**TEXT:**

President Donald Trump reached Hanoi, traversing twenty two thousand miles. For Kim Jong Un, it is closer than Chicago to Los Angeles, only 1,700 miles, a shorter flight he had to take than he took to Singapore.  However, Vietnam, internationally isolated after twenty years of long war, took it as a chance to advertise itself on the world stage.  

The baffling thing is why President Trump had to walk away from Kim, acknowledging how their personal relationship could not carry them to a substantive denuclearization deal. There was no cause for anyone to celebrate.   Trump’s statement, “I’d much rather do it right rather than do it fast" echoed as the best outcome for Kim's rejoicing. 

It is observed that President Trump went to the Summit with unachievable goals. Known for his idiosyncrasies, he did not try to understand his counterpart and prepare for the complex negotiation. Naturally, the US intelligence experts could not think that he would even achieve the goals he pushed for.  Trump’s grand bargain was that North Korea should trade all its nuclear facilities and materials for an end to the US-led sanctions that squeeze its economy. His own aides, led by National Security Adviser John R. Bolton and the Secretary of State Mike Pompeo,  could not foresee any prospect in the bargain.   Trump’s failed gambit exhibits his hubris and misjudgement  that he could easily intimidate the man he liked to call “THE little Rocket Man" with tough talk and sanctions.

Kim Jong Un also miscalculated about the bargain, it seems. His offer to dismantle the Yongbyon nuclear complex which he described as the heart of their nuclear programme,  for an end to the sanctions did not succeed.Pompeo, who as a former CIA director knew the details of the North Korean nuclear programme intimately opposed it.  If an agreement was signed for ‘Yongbyon’ alone, it would, according to Pompeo, encourage the young leader to pursue the nuclear programme in their underground stations.

Kim Jong Un has accepted moratorium on nuclear and missile testing, and in return the US has agreed to suspend or freeze additional joint military exercises with South Korea. These were the upshots emerged at their previous meeting in Singapore.  Actually, the Hanoi summit was held to review and solidify these agreements, and possibly implement some of them. But, they could not achieve it.

Trump has been entangled with frustrating antagonism from the US Congress. His domestic and international policies are criticized and censured by the Democrats.  The ill-conceived tariff war with China, the unplanned troop withdrawal from Syria and the US abdication of key international treaties like the Paris agreement on climate and the nuclear agreement with Iran- all these have brought chaos and damaged his credibility.         

No one was surprised by what Trump did.  The Hanoi summit has once more exposed the weakness of the US foreign policy.  Not only Trump, but most of the present day rulers also are motivated only by their self interests. They are glib, able to sing and dance with verbosity on the stage. Statesmen are wise and skilful with a clearly defined vision for their country and constituents. During their time in office, they try to accomplish them. But, now we find the rulers who direct their vision more towards their personal gain and advancement of their political party.  George Washington, Alexander Hamilton, Thomas Jefferson, Winston Churchill and Jeveherlal Nehru were statesmen.  George W. Bush, Tony Blair,  Narasimha Rao and now Donald Trump and Narendra Modi- to mention some of them – are politicians whose interests can be defined in terms of power.

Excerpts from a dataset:
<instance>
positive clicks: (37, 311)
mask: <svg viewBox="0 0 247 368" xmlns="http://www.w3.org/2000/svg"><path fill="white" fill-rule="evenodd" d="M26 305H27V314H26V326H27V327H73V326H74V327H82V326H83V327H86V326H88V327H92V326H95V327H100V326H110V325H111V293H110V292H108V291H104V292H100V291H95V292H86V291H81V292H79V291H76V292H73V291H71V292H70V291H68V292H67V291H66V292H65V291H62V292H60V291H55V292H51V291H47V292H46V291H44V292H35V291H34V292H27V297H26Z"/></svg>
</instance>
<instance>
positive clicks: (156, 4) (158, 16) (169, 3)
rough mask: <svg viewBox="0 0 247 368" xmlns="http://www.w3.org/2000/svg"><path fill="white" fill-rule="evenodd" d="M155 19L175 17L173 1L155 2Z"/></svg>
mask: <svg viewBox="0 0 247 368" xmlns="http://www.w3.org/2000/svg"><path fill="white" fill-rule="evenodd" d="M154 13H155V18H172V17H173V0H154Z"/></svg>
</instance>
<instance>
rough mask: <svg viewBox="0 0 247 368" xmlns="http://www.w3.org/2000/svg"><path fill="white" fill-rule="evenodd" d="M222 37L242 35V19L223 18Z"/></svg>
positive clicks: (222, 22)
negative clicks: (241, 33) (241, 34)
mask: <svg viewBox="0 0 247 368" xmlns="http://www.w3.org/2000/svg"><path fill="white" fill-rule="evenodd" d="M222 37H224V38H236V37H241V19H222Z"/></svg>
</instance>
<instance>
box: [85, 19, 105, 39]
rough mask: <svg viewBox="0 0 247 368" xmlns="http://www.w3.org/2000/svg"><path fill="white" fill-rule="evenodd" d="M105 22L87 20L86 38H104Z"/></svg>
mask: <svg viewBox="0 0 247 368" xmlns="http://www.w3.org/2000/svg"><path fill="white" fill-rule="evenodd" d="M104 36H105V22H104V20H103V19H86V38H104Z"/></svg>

**WORK TASK:** In the article on the Hanoi summit, what did Kim Jong Un offer to dismantle in exchange for an end to the sanctions? This material is separate from the article on the Hanoi summit.

**ANSWER TO THIS TASK:** The Yongbyon nuclear complex.